→ Given request
Your task is to extract the lines from the one holding "(format x=437, y=248)" through the end of the material. Set them down exactly and add nothing.

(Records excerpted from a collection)
-=-=-
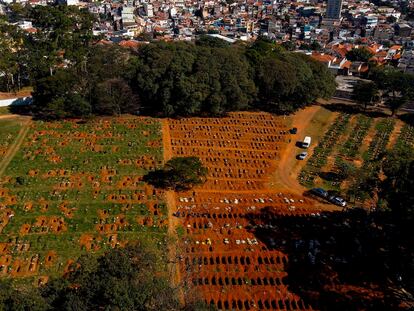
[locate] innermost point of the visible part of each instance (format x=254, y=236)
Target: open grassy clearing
x=8, y=132
x=75, y=187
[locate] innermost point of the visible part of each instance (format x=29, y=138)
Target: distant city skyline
x=334, y=8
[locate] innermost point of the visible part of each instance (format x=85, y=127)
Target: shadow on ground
x=351, y=260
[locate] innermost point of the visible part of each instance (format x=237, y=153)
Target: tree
x=397, y=87
x=210, y=41
x=365, y=93
x=59, y=96
x=113, y=97
x=359, y=54
x=397, y=188
x=179, y=173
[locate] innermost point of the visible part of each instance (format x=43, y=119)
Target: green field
x=76, y=187
x=8, y=132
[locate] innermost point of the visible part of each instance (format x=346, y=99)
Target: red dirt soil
x=221, y=258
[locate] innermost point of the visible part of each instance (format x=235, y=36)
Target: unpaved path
x=173, y=264
x=285, y=175
x=14, y=147
x=9, y=116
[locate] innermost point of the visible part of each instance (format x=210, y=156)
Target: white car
x=302, y=155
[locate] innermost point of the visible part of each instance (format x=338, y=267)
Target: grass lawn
x=75, y=187
x=8, y=132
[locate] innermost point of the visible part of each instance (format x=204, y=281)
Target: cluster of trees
x=179, y=173
x=355, y=259
x=65, y=33
x=74, y=77
x=183, y=79
x=123, y=279
x=388, y=85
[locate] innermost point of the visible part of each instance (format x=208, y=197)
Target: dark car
x=319, y=192
x=337, y=201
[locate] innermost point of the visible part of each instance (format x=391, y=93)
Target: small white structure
x=306, y=142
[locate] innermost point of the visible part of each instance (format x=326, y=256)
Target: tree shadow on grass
x=407, y=118
x=351, y=260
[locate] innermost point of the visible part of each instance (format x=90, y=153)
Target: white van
x=306, y=142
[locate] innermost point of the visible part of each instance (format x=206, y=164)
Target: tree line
x=387, y=85
x=183, y=79
x=73, y=76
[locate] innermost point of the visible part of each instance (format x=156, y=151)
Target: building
x=333, y=10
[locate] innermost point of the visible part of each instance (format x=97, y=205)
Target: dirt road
x=173, y=266
x=285, y=175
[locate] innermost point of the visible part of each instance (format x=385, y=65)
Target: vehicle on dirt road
x=302, y=156
x=306, y=142
x=319, y=192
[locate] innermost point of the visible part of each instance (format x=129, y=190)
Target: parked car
x=337, y=201
x=319, y=192
x=302, y=155
x=306, y=142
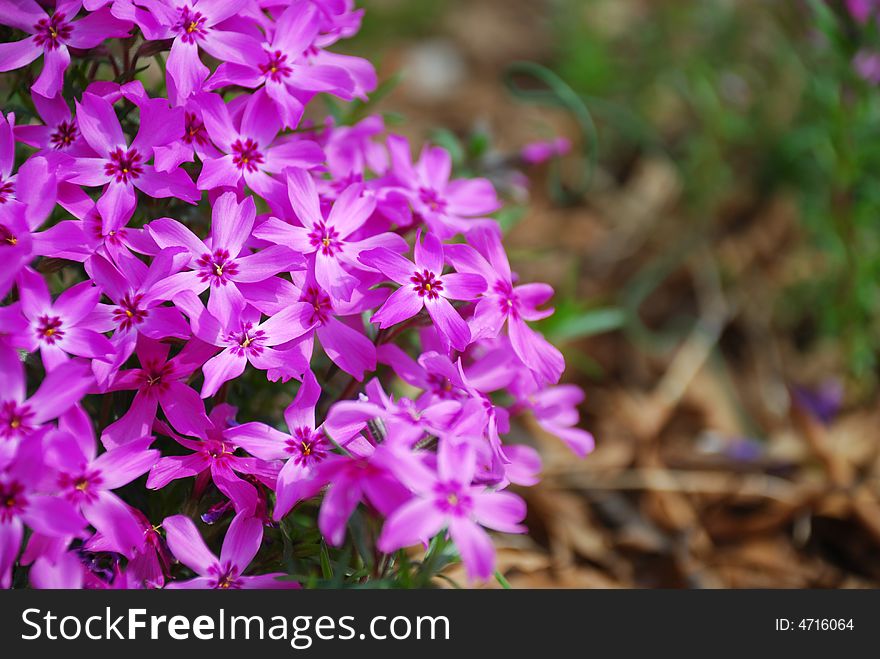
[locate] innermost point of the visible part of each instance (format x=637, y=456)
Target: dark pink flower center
x=427, y=284
x=276, y=66
x=320, y=302
x=307, y=446
x=154, y=378
x=7, y=238
x=432, y=200
x=81, y=488
x=52, y=31
x=440, y=386
x=113, y=237
x=129, y=313
x=217, y=449
x=452, y=499
x=190, y=25
x=64, y=135
x=227, y=577
x=124, y=166
x=246, y=155
x=12, y=501
x=326, y=239
x=49, y=329
x=194, y=130
x=247, y=342
x=508, y=300
x=15, y=419
x=6, y=191
x=217, y=268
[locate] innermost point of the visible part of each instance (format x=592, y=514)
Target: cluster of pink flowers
x=319, y=234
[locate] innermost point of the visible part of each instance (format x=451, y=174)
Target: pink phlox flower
x=283, y=70
x=447, y=207
x=20, y=416
x=503, y=301
x=240, y=546
x=133, y=310
x=27, y=501
x=213, y=459
x=195, y=25
x=445, y=499
x=220, y=262
x=159, y=381
x=121, y=168
x=243, y=338
x=329, y=240
x=555, y=410
x=65, y=326
x=250, y=154
x=50, y=36
x=423, y=285
x=87, y=479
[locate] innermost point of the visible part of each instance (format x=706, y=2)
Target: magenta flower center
x=49, y=329
x=432, y=200
x=82, y=487
x=320, y=302
x=217, y=449
x=7, y=238
x=15, y=419
x=246, y=342
x=6, y=190
x=190, y=25
x=124, y=166
x=194, y=130
x=217, y=268
x=246, y=155
x=276, y=66
x=326, y=239
x=227, y=576
x=452, y=499
x=52, y=31
x=508, y=300
x=440, y=385
x=129, y=313
x=153, y=378
x=427, y=284
x=12, y=501
x=307, y=446
x=64, y=135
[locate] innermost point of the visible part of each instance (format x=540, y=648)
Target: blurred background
x=712, y=235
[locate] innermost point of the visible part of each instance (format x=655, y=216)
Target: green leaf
x=570, y=323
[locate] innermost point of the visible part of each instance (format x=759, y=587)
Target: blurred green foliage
x=757, y=96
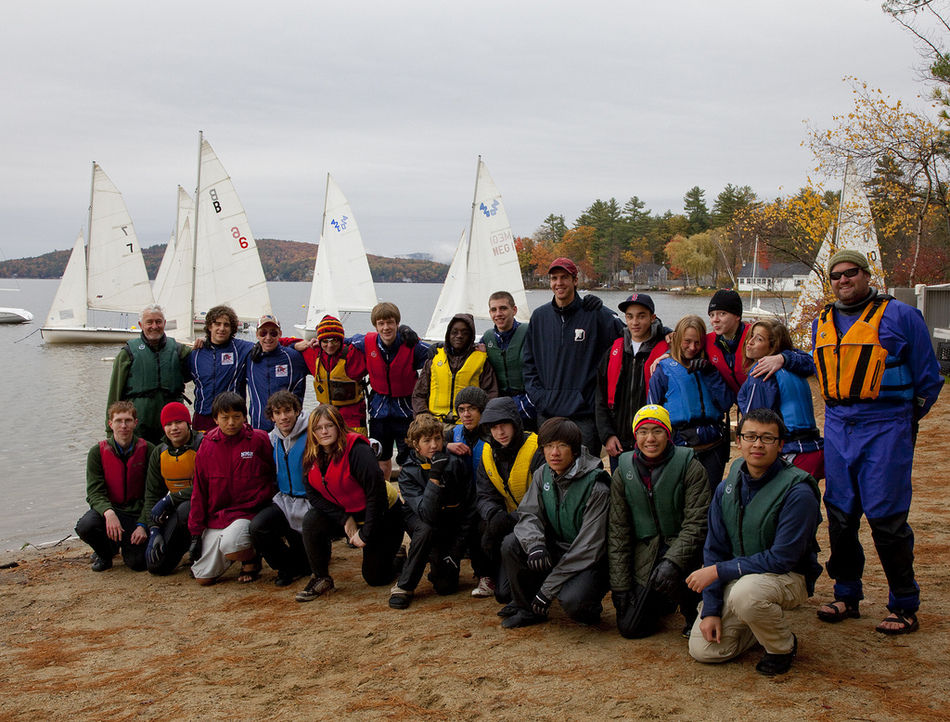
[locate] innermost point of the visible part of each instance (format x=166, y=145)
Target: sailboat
x=342, y=281
x=105, y=274
x=854, y=230
x=486, y=261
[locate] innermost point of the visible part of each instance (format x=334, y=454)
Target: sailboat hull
x=87, y=334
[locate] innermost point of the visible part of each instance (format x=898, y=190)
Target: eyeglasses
x=767, y=439
x=849, y=273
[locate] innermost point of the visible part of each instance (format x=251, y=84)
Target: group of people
x=499, y=441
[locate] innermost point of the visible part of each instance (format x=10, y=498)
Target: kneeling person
x=234, y=480
x=557, y=549
x=659, y=497
x=171, y=468
x=760, y=554
x=115, y=490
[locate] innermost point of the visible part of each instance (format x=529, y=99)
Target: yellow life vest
x=178, y=471
x=514, y=487
x=444, y=385
x=851, y=368
x=336, y=387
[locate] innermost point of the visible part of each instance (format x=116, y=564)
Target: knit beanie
x=850, y=256
x=653, y=414
x=175, y=411
x=473, y=396
x=329, y=327
x=728, y=301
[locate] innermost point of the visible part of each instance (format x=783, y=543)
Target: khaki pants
x=752, y=612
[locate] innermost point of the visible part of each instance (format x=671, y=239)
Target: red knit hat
x=329, y=327
x=175, y=411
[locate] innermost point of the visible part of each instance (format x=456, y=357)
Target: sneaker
x=485, y=588
x=772, y=664
x=400, y=598
x=315, y=587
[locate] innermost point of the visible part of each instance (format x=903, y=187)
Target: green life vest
x=507, y=362
x=752, y=528
x=153, y=371
x=565, y=513
x=664, y=506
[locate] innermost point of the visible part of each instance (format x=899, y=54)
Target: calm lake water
x=54, y=396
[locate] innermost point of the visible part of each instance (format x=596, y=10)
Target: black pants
x=91, y=528
x=434, y=545
x=319, y=531
x=580, y=596
x=894, y=541
x=177, y=540
x=280, y=545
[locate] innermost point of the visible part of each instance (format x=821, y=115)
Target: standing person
x=558, y=547
x=565, y=342
x=624, y=373
x=659, y=497
x=504, y=344
x=234, y=480
x=276, y=529
x=687, y=385
x=787, y=392
x=878, y=374
x=451, y=368
x=339, y=372
x=349, y=497
x=761, y=554
x=149, y=371
x=171, y=469
x=270, y=368
x=115, y=491
x=508, y=462
x=439, y=512
x=394, y=356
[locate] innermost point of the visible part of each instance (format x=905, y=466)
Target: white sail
x=855, y=231
x=341, y=277
x=69, y=303
x=116, y=275
x=486, y=263
x=228, y=265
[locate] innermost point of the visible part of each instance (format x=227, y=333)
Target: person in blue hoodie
x=276, y=530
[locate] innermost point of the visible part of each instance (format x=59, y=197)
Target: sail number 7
x=242, y=241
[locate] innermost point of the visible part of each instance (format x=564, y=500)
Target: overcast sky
x=565, y=102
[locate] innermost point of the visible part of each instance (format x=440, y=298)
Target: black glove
x=194, y=551
x=539, y=560
x=590, y=302
x=540, y=604
x=439, y=462
x=155, y=549
x=408, y=336
x=162, y=509
x=666, y=579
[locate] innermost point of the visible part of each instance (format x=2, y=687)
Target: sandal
x=250, y=571
x=907, y=620
x=837, y=614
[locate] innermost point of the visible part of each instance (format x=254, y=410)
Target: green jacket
x=631, y=559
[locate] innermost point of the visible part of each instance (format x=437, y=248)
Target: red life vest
x=615, y=362
x=396, y=378
x=125, y=480
x=734, y=377
x=338, y=485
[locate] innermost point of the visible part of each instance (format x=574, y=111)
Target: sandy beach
x=124, y=645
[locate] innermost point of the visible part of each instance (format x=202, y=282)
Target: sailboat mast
x=194, y=241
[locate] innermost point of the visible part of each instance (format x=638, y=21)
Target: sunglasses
x=850, y=273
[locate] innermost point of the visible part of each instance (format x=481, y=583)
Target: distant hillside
x=282, y=261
-=-=-
→ Full solution
[locate] innermost point of the visible part of each instance (format x=437, y=248)
Target: red life vest
x=615, y=362
x=396, y=378
x=125, y=480
x=734, y=377
x=338, y=485
[locate] innermost point of the visible part of each instance (format x=574, y=111)
Target: sandy beach
x=124, y=645
[locate] innermost point of the visible part of each instance (format x=202, y=282)
Target: sailboat mast
x=194, y=241
[locate] innermost point of the visible part of each instance (format x=638, y=21)
Target: sunglasses
x=850, y=273
[locate] innermost point of the visible part of each instance (format x=481, y=583)
Target: distant hillside
x=282, y=261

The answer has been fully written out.